### TASK INPUT

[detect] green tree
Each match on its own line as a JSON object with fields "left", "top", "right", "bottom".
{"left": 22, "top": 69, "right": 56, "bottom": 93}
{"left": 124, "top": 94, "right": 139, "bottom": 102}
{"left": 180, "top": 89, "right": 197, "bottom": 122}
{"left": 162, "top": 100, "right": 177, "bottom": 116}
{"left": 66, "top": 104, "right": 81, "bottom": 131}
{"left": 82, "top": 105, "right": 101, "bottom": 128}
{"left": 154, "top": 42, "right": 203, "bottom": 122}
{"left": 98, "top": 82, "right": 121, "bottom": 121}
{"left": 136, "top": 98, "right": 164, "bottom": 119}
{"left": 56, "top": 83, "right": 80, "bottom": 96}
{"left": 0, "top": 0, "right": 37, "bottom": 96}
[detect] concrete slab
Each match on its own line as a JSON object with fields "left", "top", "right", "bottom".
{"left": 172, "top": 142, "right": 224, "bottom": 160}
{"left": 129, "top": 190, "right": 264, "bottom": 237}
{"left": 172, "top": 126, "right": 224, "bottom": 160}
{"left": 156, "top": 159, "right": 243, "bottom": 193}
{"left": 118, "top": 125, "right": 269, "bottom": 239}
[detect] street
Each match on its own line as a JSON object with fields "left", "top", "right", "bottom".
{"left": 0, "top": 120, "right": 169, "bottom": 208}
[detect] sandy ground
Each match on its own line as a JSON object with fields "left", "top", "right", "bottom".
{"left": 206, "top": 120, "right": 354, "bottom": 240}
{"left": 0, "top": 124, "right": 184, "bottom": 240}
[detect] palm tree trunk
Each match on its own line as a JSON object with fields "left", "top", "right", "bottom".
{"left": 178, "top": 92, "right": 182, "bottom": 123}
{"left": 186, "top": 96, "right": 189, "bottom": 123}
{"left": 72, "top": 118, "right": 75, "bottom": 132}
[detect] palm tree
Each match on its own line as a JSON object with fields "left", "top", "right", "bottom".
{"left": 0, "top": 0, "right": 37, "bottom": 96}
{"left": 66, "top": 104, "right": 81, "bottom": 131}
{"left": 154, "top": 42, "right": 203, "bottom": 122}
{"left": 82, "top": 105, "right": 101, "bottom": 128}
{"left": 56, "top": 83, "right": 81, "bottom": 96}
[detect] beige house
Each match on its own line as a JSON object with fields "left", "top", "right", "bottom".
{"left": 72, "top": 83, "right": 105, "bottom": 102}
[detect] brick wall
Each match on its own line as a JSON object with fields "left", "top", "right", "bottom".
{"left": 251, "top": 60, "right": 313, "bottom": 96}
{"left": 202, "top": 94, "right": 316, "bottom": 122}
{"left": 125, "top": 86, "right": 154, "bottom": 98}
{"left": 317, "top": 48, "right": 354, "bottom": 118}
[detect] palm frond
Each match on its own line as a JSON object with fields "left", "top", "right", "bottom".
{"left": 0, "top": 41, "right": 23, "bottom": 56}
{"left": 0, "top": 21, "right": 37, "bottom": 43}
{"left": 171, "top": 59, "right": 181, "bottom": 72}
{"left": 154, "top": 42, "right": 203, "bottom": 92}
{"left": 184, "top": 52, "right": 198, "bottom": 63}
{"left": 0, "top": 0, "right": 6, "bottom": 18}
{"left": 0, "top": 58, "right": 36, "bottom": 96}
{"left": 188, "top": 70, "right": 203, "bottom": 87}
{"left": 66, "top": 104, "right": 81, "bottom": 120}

######

(EXERCISE):
Write out exactly the lines above between the line with "[detect] sandy ground" and the line with "[detect] brick wall", inclusive, and nothing beyond them.

(RESPONSE TO THIS EXERCISE):
[detect] sandy ground
Each match on its own line as a JSON object with fields "left", "top", "right", "bottom".
{"left": 206, "top": 120, "right": 354, "bottom": 240}
{"left": 0, "top": 124, "right": 184, "bottom": 240}
[detect] palm tree trunk
Each match on its own line as a JSON object with fields "left", "top", "right", "bottom".
{"left": 178, "top": 92, "right": 182, "bottom": 123}
{"left": 186, "top": 96, "right": 189, "bottom": 123}
{"left": 72, "top": 118, "right": 75, "bottom": 132}
[detect] palm tree
Each match on its own line as a JSON object with fields "left", "top", "right", "bottom".
{"left": 0, "top": 0, "right": 37, "bottom": 96}
{"left": 66, "top": 104, "right": 81, "bottom": 131}
{"left": 154, "top": 42, "right": 203, "bottom": 122}
{"left": 82, "top": 105, "right": 101, "bottom": 128}
{"left": 56, "top": 83, "right": 81, "bottom": 96}
[detect] beige house
Each match on its own line as a JSON object with fields "left", "top", "right", "bottom".
{"left": 72, "top": 83, "right": 105, "bottom": 102}
[detect] brick wall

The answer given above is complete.